Hala anlamadınız mı?

Okuma Süresi 3 dkYayınlanma Salı, Kasım 15 2016
Kral çıplak ama korku dağları esir almış; hala birileri Cemaati suçlayarak ‘Erdoğan’a hakaret suçu’ndan sıyırmaya, AK Trol denen kiralık tetikçilerden kaçınmaya çalışıyor. Nasıl olsa Cemaate saydırmanın bir bedeli yok; hatta koruyucu bir kalkan bile oluyor onlar için. Oysa kendinden olmayan hiçbir düşünceye yaşam hakkı tanımayan, onların bütün olanaklarını elinden alan, herkesi hapse atarak topluma şekil vereceğini sanan kişi(ler) orta yerde duruyor ve artık amacını hiç mi hiç saklamıyor.
Hala anlamadınız mı?

Sağlanan kayıtlar:
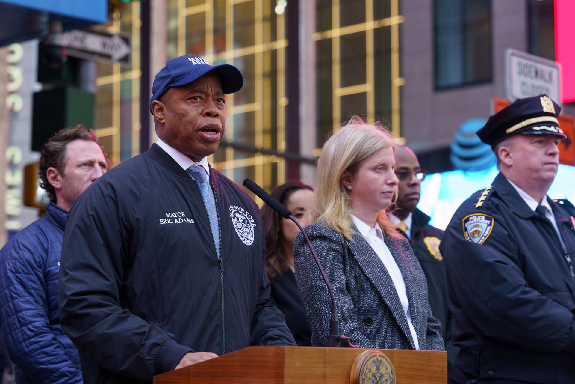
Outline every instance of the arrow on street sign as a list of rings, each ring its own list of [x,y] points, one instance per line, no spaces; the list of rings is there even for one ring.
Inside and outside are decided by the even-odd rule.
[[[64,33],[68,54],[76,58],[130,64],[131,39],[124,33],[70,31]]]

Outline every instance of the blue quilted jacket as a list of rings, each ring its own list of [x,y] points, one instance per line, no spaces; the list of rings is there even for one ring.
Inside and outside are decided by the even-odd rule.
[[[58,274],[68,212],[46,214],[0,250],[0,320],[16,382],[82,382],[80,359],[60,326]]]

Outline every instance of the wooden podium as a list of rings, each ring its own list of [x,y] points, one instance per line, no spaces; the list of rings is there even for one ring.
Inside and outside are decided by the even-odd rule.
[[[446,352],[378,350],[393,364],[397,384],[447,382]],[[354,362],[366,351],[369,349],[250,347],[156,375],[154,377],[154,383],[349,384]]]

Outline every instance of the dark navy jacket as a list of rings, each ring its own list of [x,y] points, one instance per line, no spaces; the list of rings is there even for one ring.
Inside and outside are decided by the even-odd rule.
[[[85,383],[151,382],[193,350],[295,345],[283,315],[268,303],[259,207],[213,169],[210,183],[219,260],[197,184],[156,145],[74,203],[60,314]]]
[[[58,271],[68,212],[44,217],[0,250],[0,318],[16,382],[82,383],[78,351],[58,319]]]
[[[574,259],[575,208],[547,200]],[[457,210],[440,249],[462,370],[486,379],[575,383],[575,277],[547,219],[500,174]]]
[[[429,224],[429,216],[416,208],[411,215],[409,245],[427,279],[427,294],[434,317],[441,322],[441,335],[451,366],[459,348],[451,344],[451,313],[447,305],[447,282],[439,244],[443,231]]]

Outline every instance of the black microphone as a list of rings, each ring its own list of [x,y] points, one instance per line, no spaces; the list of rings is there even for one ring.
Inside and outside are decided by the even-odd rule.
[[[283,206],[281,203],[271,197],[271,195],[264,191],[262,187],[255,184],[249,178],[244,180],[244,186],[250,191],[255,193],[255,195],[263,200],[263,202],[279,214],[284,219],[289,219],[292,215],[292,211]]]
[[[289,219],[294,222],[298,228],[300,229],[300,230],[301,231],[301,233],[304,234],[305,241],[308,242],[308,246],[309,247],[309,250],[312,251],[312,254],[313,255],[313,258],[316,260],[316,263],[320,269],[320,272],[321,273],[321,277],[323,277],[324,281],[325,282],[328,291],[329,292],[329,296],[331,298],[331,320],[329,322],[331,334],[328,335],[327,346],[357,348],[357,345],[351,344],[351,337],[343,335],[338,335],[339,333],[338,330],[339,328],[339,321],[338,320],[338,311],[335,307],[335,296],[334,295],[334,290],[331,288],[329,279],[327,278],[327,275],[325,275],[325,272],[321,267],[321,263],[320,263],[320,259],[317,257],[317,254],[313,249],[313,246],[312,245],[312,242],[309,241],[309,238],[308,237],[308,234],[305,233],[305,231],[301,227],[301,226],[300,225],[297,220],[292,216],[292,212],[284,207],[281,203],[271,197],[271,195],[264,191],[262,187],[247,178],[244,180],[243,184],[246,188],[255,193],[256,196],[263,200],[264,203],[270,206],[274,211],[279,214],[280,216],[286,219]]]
* * *
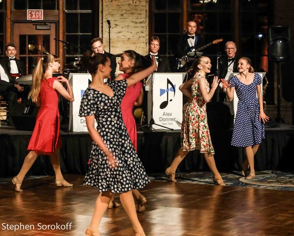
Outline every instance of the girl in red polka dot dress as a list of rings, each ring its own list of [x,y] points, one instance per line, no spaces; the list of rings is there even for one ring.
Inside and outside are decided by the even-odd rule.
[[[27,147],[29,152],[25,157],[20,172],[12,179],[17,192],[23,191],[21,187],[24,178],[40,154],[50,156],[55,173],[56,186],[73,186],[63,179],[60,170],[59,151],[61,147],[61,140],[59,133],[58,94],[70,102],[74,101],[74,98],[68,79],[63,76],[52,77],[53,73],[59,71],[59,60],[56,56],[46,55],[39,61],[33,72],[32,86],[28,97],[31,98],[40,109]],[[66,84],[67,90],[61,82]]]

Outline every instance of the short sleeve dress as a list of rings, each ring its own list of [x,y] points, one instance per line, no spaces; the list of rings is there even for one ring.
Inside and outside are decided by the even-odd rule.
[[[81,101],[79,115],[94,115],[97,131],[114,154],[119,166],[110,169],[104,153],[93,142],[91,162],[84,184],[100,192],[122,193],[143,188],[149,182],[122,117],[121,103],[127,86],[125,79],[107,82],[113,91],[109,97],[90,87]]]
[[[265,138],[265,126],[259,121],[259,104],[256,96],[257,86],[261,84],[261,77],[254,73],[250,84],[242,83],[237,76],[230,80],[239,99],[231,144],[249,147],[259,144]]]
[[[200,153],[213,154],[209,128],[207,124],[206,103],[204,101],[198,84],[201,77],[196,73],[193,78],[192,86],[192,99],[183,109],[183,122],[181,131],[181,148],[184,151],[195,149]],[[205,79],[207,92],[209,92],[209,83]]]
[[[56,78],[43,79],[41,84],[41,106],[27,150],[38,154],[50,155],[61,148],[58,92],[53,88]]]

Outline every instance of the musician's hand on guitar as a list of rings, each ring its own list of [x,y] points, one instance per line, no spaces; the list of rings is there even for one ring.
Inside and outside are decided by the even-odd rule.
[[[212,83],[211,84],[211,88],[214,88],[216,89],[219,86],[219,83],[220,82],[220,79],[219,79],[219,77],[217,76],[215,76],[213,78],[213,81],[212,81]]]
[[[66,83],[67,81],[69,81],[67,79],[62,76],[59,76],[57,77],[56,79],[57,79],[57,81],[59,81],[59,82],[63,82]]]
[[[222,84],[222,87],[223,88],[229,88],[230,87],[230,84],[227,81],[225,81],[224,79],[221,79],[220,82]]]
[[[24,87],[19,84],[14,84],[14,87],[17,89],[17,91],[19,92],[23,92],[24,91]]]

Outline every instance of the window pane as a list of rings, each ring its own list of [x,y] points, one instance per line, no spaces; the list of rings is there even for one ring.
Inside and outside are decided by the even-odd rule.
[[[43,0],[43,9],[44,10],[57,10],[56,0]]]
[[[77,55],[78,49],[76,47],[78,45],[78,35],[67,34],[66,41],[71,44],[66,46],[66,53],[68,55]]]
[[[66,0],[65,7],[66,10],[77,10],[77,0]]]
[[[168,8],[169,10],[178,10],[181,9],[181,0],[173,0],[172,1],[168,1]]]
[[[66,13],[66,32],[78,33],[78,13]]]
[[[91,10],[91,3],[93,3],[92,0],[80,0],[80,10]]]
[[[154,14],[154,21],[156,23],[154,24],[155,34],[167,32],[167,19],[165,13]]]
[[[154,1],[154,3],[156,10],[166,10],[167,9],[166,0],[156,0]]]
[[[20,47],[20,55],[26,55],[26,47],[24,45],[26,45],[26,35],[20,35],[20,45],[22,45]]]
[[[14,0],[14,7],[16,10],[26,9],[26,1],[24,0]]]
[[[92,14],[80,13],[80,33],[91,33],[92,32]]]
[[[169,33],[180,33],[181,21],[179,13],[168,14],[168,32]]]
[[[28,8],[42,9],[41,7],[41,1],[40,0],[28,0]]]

Yazılı görev 1:
Aşağıdaki ifadelerin "Hala anlamadınız mı?" yazısıyla uyuşup uyuşmadığını belirtin. Her biri için evet ya da hayır deyin ve karar veren sözleri yazıdan aynen aktarın.
(a) Yazı 15 Kasım 2016'da yayımlanmıştır.
(b) Yazıya göre Cemaate saydırmanın bir bedeli vardır.
(c) Yazıya göre sözü edilen kişi(ler) amacını artık gizlemiyor.
Yazılı görev 2:
"Hala anlamadınız mı?" yazısına göre şu soruları yanıtlayın:
(a) Yazının okuma süresi kaç dakika olarak verilmiştir?
(b) Kiralık tetikçilere hangi ad verilmektedir?
(c) Kral için hangi niteleme kullanılmaktadır?
Yazılı görev 3:
"Hala anlamadınız mı?" yazısını kaldığı yerden sürdürün.
Kayıtlar başka bir kaynaktan alınmıştır.

Beklenen yanıt 1:
(a) Evet: "Salı, Kasım 15 2016"
(b) Hayır: "Nasıl olsa Cemaate saydırmanın bir bedeli yok"
(c) Evet: "artık amacını hiç mi hiç saklamıyor"

Beklenen yanıt 2:
(a) 3 dakika
(b) AK Trol
(c) Çıplak

Beklenen yanıt 3:
AKP ile Cemaatin arası iyi iken iktidarın ilginç bir algı yönetimi vardı. Bütün demokratik adımları kendi siyasi projelerine, bütün yanlış işleri ‘Cemaat’e havale ederlerdi. Tabii gizli gizli, sinsi sinsi yaparlardı bu işi. Mesela AB görüşmelerinde kendilerine yöneltilen eleştirileri “Biz de çok istiyoruz ama Cemaatin güvenlikçi kadrosu fiili durumlar oluşturarak bizi zora sokuyor” diyerek savuştururlardı. Bunu özellikle Adalet Bakanlığı ve ona bağlı çalışan kadrolar yaptı.

Şark kurnazlığı!

Batılılar bu numarayı hiç yutmadı; çünkü hiçbir Cemaat/sosyal grup, bürokratları siyasi otoritenin aksine harekete geçiremezdi. Hele ‘emir kulu’ olmayı şuur altına kazımış Türk bürokrasinin hükümet dışından verilecek direktiflere göre hareket etmesi asla söz konusu olamazdı.

Ya bizim kamuoyu?

Kitleler içinde iktidar cenahından ne verilse havada kapmaya hazır kalabalıkların olduğu çok açık. İktidarın ak dediğine ak; kara dediğine kara demeye hazır papağan partizanlar koro halinde şarkılar söyledi hep. Asıl komik kaçan bazı aydınların, gazetecilerin, siyasetçilerin durumuydu.

Hala da öyle!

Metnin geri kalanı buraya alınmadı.